### [Directive]
Select every row below that contains the string "spot", and copy each of those rows in full. Letter case counts when you match.

### [Exercise data]

>>>

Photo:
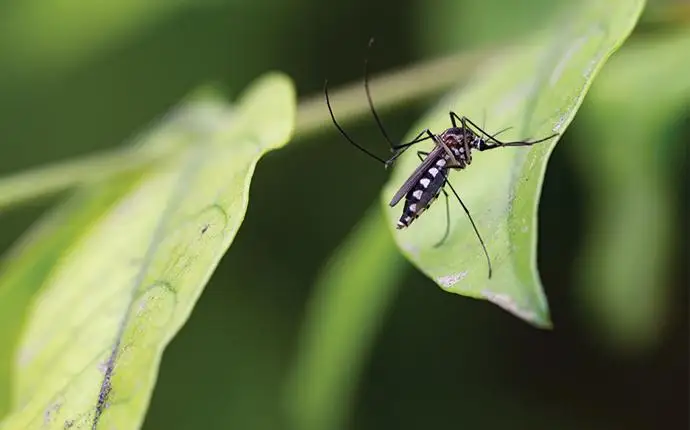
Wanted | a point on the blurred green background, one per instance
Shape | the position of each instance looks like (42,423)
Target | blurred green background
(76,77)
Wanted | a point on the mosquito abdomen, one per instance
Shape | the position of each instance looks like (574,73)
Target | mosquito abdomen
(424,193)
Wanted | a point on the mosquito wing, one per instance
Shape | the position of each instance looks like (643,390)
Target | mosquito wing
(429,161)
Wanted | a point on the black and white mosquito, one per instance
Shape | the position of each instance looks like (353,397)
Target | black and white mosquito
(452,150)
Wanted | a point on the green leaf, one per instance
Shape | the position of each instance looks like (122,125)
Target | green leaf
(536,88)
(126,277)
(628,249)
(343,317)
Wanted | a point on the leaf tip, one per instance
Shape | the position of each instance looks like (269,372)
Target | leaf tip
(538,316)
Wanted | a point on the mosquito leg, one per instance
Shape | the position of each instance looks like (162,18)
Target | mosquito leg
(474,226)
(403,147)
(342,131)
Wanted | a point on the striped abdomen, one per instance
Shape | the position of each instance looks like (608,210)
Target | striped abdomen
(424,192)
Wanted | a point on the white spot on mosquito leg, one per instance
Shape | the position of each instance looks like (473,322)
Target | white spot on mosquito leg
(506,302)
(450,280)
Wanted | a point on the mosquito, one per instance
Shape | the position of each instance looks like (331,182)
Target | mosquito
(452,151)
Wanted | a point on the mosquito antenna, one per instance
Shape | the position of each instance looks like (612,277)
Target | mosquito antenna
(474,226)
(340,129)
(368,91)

<<<
>>>

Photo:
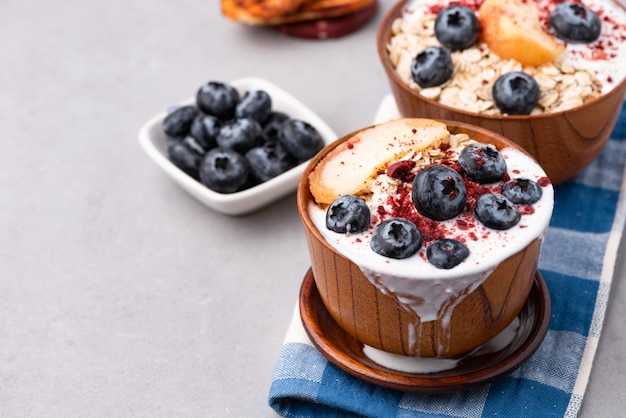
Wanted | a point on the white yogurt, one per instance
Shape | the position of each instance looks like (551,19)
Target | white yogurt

<<<

### [Answer in full]
Wanted | a point on the white spot on mosquito leg, one per instance
Target | white spot on mosquito leg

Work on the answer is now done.